GIVEN REQUEST =>
Can you write out the items below again, starting with the line containing "Extract shrub from the image above." and going on through the line containing "742 714 1079 800", with "shrub" swapped for "bush" and everything else unchanged? Give only those lines.

ENTRIES =>

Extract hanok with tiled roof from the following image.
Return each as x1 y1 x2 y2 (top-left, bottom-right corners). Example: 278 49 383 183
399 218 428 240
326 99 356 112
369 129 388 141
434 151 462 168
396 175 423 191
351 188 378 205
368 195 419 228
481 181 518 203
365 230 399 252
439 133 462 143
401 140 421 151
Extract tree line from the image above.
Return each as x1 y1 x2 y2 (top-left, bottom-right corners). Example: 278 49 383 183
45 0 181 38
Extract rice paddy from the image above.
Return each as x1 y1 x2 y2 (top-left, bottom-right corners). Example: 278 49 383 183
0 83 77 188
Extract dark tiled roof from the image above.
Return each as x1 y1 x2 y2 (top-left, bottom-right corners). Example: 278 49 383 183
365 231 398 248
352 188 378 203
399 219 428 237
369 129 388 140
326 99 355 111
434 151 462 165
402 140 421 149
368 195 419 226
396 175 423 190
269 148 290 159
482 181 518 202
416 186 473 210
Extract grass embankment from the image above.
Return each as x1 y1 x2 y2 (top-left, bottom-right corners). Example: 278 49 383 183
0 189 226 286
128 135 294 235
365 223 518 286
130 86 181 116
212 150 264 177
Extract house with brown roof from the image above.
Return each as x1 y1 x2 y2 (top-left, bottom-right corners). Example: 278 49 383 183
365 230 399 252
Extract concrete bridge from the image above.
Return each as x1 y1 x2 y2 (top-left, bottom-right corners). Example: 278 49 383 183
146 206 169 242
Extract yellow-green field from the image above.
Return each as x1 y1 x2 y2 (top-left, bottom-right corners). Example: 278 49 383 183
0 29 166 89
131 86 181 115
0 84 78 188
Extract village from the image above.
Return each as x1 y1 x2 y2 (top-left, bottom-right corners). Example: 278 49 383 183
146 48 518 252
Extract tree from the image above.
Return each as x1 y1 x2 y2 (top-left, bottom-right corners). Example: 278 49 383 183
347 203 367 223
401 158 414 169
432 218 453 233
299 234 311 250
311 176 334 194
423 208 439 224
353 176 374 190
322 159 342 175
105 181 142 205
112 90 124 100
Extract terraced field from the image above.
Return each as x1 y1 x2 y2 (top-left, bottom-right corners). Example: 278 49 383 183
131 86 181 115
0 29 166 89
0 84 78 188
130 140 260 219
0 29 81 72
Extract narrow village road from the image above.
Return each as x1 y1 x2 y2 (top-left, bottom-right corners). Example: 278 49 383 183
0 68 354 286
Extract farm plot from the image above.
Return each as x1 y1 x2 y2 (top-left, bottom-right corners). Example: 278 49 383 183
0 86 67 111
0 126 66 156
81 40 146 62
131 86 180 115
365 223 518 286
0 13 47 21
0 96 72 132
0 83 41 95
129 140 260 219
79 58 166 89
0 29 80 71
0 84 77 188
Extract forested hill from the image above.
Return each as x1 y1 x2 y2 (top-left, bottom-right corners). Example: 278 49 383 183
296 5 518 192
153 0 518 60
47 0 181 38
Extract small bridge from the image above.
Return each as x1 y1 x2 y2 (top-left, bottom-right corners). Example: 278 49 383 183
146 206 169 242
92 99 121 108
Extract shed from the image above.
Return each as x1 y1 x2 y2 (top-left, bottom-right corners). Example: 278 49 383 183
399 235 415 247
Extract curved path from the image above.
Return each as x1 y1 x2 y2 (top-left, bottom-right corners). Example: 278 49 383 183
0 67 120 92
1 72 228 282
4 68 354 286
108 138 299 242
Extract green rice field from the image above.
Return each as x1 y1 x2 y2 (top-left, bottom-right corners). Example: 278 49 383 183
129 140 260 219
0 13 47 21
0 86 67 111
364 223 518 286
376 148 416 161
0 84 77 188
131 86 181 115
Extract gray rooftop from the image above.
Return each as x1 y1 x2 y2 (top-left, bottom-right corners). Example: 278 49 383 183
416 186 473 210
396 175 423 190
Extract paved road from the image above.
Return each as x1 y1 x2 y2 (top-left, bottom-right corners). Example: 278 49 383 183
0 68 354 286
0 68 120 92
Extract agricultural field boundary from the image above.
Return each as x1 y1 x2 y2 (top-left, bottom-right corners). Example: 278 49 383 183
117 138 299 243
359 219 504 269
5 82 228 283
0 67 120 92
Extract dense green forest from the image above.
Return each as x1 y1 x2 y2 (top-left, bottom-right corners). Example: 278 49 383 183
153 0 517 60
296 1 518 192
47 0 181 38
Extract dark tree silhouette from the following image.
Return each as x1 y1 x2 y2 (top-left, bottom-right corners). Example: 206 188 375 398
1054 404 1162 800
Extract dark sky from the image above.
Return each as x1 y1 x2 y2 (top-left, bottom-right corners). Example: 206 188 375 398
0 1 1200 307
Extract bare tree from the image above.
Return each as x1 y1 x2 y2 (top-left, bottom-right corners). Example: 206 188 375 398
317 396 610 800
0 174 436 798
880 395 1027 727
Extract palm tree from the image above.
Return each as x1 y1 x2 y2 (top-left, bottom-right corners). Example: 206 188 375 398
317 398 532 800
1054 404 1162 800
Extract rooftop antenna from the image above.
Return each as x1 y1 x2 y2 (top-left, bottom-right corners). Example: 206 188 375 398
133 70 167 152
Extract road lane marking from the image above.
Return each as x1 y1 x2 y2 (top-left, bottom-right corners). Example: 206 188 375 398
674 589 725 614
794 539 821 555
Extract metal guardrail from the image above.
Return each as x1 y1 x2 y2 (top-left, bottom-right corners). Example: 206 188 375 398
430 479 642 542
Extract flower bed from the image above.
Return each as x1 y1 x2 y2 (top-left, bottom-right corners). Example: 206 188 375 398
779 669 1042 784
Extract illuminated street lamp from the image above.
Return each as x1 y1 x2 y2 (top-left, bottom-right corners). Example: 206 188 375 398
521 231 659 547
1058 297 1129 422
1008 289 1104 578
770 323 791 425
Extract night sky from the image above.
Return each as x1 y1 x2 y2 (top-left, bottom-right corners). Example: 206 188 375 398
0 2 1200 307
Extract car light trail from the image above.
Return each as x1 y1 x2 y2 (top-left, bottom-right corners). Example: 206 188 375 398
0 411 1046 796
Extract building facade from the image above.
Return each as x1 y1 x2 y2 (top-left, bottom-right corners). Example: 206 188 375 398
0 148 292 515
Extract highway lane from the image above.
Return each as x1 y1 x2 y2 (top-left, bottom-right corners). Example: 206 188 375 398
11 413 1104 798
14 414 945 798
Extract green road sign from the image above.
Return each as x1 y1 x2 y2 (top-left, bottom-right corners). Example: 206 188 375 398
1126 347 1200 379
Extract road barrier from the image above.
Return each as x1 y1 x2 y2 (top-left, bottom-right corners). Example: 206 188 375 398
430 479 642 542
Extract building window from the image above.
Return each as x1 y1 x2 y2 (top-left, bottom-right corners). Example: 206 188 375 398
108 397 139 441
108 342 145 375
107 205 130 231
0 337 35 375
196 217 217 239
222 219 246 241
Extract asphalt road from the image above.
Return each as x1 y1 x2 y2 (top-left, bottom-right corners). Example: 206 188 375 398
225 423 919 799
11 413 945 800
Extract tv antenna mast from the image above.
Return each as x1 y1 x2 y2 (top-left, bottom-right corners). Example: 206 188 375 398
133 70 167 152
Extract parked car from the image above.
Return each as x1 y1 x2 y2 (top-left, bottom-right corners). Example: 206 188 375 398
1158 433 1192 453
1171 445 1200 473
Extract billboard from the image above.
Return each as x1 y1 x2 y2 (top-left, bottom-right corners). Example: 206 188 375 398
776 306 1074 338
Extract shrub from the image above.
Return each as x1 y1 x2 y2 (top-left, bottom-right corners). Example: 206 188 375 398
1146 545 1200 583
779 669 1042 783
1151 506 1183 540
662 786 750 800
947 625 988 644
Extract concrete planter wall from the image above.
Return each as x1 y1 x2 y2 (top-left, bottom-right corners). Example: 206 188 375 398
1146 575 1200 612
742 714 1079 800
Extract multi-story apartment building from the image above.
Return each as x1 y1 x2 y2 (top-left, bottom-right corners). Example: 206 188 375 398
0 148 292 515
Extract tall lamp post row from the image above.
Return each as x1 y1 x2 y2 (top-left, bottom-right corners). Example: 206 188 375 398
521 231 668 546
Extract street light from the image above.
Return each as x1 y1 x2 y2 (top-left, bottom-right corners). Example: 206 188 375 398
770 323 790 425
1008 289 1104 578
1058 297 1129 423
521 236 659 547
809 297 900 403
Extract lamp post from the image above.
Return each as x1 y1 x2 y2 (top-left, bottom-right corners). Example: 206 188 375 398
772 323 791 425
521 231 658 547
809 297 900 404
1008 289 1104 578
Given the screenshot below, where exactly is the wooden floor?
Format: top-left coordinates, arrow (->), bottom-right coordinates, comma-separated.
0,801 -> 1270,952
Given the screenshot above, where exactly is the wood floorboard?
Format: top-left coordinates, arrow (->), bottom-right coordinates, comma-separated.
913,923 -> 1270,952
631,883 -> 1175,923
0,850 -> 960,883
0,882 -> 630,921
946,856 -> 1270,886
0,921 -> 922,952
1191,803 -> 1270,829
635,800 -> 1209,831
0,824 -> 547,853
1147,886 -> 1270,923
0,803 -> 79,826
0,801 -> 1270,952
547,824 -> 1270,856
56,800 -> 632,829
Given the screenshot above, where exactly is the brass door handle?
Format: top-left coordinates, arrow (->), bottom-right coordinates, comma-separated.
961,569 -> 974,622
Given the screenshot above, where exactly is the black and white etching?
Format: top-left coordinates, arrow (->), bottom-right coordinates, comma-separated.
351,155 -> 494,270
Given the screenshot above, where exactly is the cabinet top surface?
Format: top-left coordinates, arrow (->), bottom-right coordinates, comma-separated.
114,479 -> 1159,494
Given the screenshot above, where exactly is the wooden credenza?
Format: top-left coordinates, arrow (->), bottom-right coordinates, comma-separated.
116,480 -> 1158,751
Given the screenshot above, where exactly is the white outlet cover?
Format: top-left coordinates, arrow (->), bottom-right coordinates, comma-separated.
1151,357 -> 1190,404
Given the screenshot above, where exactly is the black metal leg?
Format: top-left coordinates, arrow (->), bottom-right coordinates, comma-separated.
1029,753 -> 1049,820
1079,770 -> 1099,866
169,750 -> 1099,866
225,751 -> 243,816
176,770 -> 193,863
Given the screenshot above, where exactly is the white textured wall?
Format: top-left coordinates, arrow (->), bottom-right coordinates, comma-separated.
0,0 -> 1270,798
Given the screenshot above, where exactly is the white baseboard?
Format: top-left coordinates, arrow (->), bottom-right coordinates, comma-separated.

SOLUTION TO THE EXERCISE =>
Extract bush from the image above.
Return each as x1 y1 x2 y2 (top-left, bottom-right corners). Example: 206 188 375 398
1146 545 1200 583
779 669 1042 783
1151 506 1183 540
662 786 750 800
947 625 988 644
Extract concrete planter wall from the image above.
Return each as x1 y1 x2 y2 (top-left, bottom-right corners). Example: 206 188 375 398
1146 575 1200 612
742 714 1079 800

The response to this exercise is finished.